--- begin ---

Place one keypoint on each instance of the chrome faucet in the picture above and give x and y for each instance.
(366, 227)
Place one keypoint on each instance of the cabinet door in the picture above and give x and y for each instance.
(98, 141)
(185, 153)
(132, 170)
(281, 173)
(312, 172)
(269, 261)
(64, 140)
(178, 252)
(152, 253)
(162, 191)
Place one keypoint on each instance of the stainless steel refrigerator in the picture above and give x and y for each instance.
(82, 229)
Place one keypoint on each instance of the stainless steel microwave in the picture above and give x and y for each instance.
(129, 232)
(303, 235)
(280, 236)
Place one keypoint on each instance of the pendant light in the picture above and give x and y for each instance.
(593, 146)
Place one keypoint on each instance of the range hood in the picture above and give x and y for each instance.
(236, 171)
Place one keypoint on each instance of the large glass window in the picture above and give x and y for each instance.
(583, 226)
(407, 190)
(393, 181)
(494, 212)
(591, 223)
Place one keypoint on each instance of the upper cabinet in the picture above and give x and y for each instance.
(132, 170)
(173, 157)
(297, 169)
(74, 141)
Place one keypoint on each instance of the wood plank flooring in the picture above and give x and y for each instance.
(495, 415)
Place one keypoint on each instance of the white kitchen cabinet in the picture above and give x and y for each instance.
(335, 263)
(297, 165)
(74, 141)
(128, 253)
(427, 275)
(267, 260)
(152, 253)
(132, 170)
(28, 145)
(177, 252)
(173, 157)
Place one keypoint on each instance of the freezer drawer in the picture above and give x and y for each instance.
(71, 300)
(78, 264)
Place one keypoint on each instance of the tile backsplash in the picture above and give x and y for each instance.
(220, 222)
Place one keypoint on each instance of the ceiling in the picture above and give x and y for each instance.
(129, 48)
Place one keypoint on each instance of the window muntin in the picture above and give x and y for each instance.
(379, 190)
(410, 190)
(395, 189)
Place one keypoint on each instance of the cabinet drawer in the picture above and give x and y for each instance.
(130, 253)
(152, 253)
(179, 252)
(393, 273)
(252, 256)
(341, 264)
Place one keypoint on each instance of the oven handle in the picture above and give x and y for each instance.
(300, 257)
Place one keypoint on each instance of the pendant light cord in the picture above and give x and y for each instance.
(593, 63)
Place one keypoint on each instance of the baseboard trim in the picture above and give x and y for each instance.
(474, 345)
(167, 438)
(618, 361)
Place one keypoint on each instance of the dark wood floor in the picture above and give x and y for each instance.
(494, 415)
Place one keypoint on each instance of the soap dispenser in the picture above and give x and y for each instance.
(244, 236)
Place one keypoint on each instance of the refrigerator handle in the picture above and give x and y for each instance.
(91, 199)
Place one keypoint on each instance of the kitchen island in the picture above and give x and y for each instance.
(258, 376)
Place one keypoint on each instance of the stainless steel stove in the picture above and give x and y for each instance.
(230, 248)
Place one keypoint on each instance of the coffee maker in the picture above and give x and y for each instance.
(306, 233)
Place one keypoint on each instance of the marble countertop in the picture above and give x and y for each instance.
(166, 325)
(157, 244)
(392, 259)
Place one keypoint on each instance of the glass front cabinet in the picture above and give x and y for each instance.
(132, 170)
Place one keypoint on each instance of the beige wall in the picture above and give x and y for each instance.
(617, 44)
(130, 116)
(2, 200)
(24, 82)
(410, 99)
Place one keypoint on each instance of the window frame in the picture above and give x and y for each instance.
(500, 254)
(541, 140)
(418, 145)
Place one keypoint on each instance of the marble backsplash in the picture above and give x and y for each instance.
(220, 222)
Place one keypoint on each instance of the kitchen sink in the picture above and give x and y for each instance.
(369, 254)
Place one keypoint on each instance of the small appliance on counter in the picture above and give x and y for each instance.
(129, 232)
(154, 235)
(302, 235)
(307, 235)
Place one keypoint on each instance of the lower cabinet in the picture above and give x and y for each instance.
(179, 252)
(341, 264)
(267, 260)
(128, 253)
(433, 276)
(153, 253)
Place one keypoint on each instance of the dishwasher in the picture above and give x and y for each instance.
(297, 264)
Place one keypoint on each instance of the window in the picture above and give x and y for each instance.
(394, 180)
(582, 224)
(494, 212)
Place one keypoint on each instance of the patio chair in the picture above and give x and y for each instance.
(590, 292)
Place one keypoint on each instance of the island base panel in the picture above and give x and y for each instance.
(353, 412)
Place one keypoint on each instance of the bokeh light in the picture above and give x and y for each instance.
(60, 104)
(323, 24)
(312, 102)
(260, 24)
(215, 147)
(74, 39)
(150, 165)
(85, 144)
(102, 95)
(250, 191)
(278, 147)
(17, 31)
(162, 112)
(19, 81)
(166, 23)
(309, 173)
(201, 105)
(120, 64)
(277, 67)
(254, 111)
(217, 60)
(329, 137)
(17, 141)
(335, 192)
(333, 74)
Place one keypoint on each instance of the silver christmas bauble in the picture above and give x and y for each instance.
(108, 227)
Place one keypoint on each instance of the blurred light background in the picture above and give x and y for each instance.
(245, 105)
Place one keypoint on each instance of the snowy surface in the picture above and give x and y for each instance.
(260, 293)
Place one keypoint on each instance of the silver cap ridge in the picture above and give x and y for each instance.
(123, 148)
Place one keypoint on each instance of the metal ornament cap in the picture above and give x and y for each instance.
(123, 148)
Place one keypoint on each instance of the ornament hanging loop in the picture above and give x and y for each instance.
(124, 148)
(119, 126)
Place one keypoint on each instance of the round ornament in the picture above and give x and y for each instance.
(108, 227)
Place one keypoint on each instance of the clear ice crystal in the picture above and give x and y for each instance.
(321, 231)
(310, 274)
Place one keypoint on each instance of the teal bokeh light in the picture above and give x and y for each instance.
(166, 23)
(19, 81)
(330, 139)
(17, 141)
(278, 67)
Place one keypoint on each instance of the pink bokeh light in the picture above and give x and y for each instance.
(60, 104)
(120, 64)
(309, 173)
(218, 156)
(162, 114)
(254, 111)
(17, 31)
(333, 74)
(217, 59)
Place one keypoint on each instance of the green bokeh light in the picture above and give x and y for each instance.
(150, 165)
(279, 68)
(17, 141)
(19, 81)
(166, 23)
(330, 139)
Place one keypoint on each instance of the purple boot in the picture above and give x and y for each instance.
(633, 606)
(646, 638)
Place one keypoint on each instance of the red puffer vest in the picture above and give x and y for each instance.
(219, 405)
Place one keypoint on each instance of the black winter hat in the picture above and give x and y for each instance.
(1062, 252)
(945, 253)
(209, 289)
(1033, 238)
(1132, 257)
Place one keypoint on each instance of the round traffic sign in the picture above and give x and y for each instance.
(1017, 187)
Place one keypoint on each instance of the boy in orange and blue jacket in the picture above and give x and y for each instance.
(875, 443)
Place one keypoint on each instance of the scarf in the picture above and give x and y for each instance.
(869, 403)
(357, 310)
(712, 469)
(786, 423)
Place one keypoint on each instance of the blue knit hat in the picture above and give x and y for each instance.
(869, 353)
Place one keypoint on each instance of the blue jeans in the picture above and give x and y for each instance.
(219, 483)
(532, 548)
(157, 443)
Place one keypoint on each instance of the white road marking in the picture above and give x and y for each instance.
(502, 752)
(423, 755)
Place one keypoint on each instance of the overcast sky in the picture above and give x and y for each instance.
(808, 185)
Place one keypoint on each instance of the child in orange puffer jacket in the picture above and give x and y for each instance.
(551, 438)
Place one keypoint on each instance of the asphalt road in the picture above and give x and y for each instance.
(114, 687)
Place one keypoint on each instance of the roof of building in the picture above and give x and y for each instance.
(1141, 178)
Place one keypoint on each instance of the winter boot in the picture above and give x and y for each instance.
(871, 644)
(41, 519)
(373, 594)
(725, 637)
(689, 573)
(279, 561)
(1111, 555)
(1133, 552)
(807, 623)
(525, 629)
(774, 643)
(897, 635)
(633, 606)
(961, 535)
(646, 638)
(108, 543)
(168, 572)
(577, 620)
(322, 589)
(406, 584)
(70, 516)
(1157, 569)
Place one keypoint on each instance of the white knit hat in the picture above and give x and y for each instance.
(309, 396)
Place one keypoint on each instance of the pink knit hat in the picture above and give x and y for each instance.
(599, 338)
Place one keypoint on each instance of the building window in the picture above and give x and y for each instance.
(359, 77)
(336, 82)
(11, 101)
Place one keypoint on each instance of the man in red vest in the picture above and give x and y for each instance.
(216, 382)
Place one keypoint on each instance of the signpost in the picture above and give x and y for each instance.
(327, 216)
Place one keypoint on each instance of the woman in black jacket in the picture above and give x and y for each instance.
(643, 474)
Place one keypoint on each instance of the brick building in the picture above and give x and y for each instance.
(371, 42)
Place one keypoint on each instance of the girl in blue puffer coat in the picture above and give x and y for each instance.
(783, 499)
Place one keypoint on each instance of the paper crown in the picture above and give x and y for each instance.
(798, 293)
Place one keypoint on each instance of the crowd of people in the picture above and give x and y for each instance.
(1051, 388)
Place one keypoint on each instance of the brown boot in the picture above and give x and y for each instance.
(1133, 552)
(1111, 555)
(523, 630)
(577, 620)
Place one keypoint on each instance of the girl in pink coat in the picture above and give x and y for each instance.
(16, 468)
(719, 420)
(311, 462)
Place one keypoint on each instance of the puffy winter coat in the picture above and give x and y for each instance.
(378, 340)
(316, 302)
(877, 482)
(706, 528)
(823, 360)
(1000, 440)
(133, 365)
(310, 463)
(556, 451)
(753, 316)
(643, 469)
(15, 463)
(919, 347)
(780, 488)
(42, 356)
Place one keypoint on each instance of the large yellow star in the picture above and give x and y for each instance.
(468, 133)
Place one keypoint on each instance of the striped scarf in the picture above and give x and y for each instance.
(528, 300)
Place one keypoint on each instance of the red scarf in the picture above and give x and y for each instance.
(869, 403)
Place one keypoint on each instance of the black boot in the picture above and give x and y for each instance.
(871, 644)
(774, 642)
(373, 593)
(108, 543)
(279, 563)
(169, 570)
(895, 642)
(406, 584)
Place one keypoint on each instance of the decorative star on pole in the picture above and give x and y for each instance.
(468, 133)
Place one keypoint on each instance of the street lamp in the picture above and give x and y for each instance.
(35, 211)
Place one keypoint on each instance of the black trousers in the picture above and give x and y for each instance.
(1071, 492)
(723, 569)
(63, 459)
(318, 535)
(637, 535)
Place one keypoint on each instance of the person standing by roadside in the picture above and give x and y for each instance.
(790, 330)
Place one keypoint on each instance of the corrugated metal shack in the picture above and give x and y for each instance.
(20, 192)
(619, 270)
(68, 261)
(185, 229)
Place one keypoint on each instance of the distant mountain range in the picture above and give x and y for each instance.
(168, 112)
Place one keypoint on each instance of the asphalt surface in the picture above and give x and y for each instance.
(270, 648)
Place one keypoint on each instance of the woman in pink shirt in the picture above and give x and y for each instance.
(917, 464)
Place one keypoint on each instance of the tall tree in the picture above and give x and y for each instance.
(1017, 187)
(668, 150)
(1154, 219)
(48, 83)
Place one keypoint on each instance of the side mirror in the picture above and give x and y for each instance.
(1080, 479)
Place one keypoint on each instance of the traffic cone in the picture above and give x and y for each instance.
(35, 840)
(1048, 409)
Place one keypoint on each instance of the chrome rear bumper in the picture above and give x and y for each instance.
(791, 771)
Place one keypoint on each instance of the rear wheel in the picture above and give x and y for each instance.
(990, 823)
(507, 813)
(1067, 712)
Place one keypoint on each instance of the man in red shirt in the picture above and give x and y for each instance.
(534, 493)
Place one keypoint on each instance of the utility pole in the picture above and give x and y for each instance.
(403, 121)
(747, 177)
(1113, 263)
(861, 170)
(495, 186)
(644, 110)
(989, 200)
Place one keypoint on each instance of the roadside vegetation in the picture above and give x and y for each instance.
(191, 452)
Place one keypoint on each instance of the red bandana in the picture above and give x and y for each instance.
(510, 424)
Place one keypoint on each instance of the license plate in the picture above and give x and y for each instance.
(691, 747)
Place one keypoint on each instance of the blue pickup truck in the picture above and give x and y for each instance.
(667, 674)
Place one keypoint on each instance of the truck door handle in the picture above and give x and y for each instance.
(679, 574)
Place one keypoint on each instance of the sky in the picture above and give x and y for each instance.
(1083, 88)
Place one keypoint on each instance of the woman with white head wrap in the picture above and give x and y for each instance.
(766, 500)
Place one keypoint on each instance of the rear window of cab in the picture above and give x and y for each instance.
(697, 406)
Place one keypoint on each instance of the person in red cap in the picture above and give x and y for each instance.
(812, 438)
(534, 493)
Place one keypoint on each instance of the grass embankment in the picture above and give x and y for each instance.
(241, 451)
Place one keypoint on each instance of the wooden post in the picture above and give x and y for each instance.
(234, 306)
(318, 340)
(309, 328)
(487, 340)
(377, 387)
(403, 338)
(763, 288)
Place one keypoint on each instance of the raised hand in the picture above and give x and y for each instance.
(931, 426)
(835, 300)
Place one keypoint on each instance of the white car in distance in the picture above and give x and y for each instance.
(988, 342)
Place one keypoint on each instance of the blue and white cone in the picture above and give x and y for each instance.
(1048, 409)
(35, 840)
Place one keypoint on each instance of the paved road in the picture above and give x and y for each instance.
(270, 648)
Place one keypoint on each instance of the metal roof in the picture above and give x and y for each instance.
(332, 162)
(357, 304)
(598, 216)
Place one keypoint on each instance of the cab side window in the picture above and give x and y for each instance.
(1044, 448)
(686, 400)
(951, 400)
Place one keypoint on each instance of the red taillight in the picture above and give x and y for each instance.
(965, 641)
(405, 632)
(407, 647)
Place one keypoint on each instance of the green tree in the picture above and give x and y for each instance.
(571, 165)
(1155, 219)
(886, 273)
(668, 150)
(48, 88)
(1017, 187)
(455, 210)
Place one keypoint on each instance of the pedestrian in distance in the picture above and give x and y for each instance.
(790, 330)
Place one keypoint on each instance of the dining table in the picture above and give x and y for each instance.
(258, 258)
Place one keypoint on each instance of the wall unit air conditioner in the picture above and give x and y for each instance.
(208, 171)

--- end ---

* EXERCISE DETAILS:
Retype only the lines running from the line with "Place one keypoint on each instance of the cab side" to the end of the listing, including both of those lines.

* EXERCISE ANSWER:
Place one keypoint on each instance of the cab side window in the picture above and give x and y for each instance.
(1044, 448)
(686, 400)
(951, 400)
Place one keypoint on each instance of the red taillight in the picture above and give x and y for each instance.
(965, 641)
(405, 632)
(407, 647)
Place one keypoint on each instance of the green tree in the picture above and give x and y for each instance.
(571, 165)
(1155, 219)
(886, 273)
(668, 150)
(48, 88)
(1017, 187)
(455, 210)
Place one keypoint on each instance of the pedestrian in distance in the picture above and give x and y for each instance.
(790, 330)
Place one keypoint on each instance of the dining table in the picture above and give x and y for each instance.
(258, 258)
Place one keypoint on each instance of the wall unit air conditioner in the picture above and give x and y for each instance.
(208, 171)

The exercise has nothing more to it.